→ Point labeling dataset excerpts:
╭──

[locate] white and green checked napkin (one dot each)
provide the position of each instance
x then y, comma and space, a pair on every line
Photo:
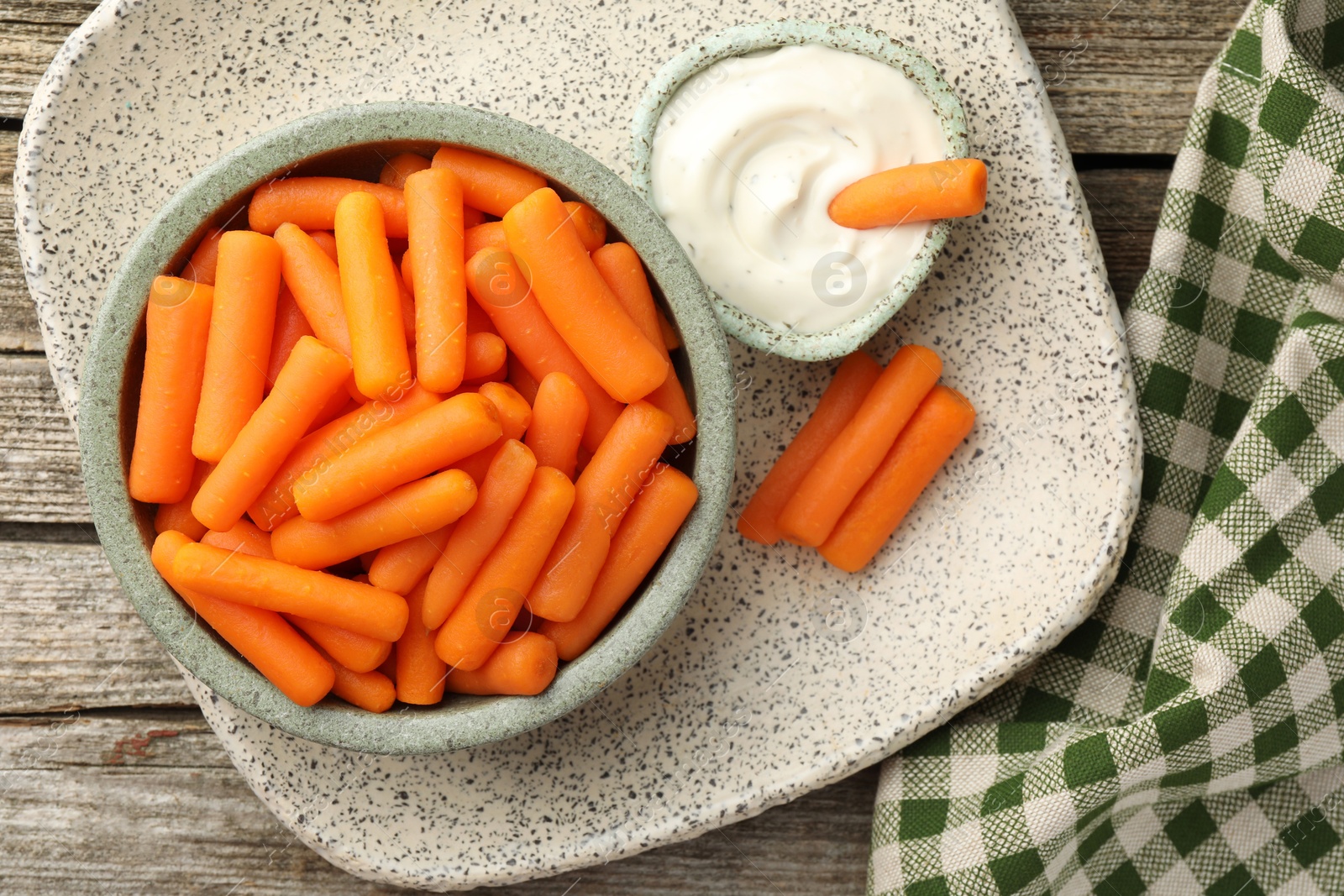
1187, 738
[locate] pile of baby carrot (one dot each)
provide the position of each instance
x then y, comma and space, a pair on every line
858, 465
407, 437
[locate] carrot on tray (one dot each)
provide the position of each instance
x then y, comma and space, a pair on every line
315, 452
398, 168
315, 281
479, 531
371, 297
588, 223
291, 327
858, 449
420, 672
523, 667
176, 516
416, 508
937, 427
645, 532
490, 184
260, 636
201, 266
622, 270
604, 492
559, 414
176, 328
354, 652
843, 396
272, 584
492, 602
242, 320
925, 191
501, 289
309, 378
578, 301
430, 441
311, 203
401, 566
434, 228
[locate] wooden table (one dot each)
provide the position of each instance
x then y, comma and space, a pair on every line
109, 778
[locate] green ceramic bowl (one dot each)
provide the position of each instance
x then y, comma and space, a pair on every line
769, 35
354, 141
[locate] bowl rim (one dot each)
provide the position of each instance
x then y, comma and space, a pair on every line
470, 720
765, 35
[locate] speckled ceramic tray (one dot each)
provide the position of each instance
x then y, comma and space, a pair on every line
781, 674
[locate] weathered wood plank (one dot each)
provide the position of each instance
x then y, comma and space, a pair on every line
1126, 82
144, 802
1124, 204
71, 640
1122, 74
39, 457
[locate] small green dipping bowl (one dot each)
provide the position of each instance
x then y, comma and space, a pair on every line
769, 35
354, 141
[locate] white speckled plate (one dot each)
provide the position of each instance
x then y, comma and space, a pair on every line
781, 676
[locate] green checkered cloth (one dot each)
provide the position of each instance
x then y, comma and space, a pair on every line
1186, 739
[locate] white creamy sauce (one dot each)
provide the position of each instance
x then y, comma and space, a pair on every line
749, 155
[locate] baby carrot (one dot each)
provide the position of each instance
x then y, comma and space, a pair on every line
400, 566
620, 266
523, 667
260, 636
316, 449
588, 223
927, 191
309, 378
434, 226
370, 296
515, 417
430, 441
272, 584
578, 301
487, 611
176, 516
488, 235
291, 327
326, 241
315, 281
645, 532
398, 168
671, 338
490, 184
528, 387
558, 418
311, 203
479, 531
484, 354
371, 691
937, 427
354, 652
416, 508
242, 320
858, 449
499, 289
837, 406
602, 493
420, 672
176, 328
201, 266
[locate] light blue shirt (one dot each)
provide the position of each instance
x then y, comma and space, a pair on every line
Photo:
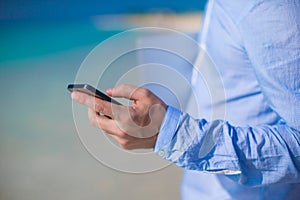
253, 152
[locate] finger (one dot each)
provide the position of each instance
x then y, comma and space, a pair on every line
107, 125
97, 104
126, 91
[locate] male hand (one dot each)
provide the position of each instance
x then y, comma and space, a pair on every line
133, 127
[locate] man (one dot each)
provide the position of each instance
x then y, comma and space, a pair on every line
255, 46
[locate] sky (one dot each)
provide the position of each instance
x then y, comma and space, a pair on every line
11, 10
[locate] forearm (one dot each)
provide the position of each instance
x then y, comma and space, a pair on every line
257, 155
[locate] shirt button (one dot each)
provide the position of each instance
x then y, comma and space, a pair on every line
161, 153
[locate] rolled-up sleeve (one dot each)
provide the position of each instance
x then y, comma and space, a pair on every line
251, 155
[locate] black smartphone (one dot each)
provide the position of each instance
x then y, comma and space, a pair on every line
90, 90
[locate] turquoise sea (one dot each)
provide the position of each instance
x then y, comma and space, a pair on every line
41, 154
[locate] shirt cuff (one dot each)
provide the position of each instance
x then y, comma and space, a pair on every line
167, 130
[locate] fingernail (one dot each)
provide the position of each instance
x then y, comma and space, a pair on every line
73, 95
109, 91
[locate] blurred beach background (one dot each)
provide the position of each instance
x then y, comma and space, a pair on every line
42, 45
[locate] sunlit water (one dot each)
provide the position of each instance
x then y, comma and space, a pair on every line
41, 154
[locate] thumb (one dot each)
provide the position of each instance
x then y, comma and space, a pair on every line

╰──

All the lines above are to be reproduced exactly, except the pictures.

→ Response below:
[locate] white and green checked napkin (one dot each)
provide the position of each instance
x then y, comma and space, a pair on every line
Photo:
1187, 738
[locate] pile of baby carrot (one dot each)
provide the position of each instance
x then y, comma and space, a pair on every line
858, 465
407, 437
[locate] carrot on tray (one dot each)
provide the position of each instance
x then y, comma and space, a pair on every line
315, 452
398, 168
315, 281
479, 531
371, 297
588, 223
291, 327
858, 449
420, 672
523, 667
176, 516
416, 508
937, 427
645, 532
490, 184
260, 636
201, 266
622, 270
604, 492
559, 414
176, 328
354, 652
843, 396
272, 584
492, 602
242, 320
925, 191
501, 289
309, 378
578, 301
430, 441
311, 203
401, 566
434, 228
[locate] wooden table (one dot each)
provide the position of each instance
x then y, comma and space, a pair on every line
109, 778
[locate] green ceramic bowl (one dot each)
provide the position of each instance
x then y, comma and space, a pair on every line
769, 35
354, 141
[locate] bowl rim (one dot each)
provide the position of each instance
x then y, comma and space, a pair on every line
470, 720
765, 35
[locate] speckled ceramic tray (one dot each)
provide the position of each instance
x then y, comma and space, a pair on every line
781, 674
[locate] weathered wood plank (one dot each)
provide the position of each instance
x then y, comma and space, a pair on every line
1126, 82
144, 802
1124, 204
71, 640
1122, 74
39, 457
[locate] small green dipping bowl (one dot each)
provide the position of each instance
x then y, comma and space, a pair on every line
769, 35
354, 141
[locate] white speckled plate (one dot each)
provide the position of each instance
x then y, comma and space, a pair on every line
781, 676
[locate] green checkered cloth (one dot each)
provide the position of each instance
x then y, comma and space, a pair on every line
1186, 739
[locate] white creamy sauce (one dot each)
provide the position of each instance
x then y, comma and space, a pair on every line
749, 155
[locate] baby carrot (one dot each)
provide the position of each instance
x then y, comma and space, a pair on every line
400, 566
620, 266
523, 667
260, 636
316, 449
588, 223
927, 191
309, 378
434, 226
370, 296
515, 417
430, 441
272, 584
578, 301
487, 611
176, 516
488, 235
291, 327
326, 241
315, 281
645, 532
398, 168
671, 338
490, 184
528, 387
558, 418
311, 203
479, 531
484, 354
371, 691
937, 427
354, 652
416, 508
242, 320
858, 449
499, 289
837, 406
602, 493
420, 672
176, 328
201, 266
[locate] light blue shirt (one dot each)
provide the position of each instance
x then y, comma and space, a pair on every line
Photo:
253, 152
[locate] finger (one dot each)
provide the position of each instance
x then y, comma and space, a pair on every line
107, 125
97, 104
126, 91
[locate] male hand (one dot each)
provide the position of each instance
x then y, comma and space, a pair on every line
133, 127
[locate] man (one dot each)
provide the position of each instance
x then y, comma and space, a pair on every line
255, 46
[locate] sky (one dot each)
provide the position of each instance
x then y, comma and space, a pair on every line
11, 10
[locate] forearm (one dot each)
provide the position of each instance
x then y, comma and space, a pair on every line
257, 155
[locate] shirt button (one dot each)
provide the position of each instance
x then y, comma and space, a pair on every line
161, 153
[locate] rolled-up sleeve (one dot each)
provide the position of each instance
x then y, comma and space, a pair on every line
251, 155
[locate] black smartphone (one dot each)
provide the position of each instance
x then y, comma and space, a pair on every line
90, 90
[locate] turquoise sea (one dot each)
provide the position of each instance
x then y, comma and space, a pair on every line
41, 154
[locate] shirt cuff (one dot each)
provide the position of each instance
x then y, comma and space, a pair on every line
167, 130
[locate] fingernail (one dot each)
provide the position of each instance
x then y, comma and space, a pair on every line
73, 95
109, 91
[locate] blurred beach background (one dot each)
provide the position of each instance
x then y, comma and space, a pair on every line
42, 45
[locate] sunlit water (one dot each)
provide the position of each instance
x then y, comma and space, a pair on every line
41, 154
[locate] thumb (one dot each)
provide the position of each instance
x then y, comma and space, a pair on every line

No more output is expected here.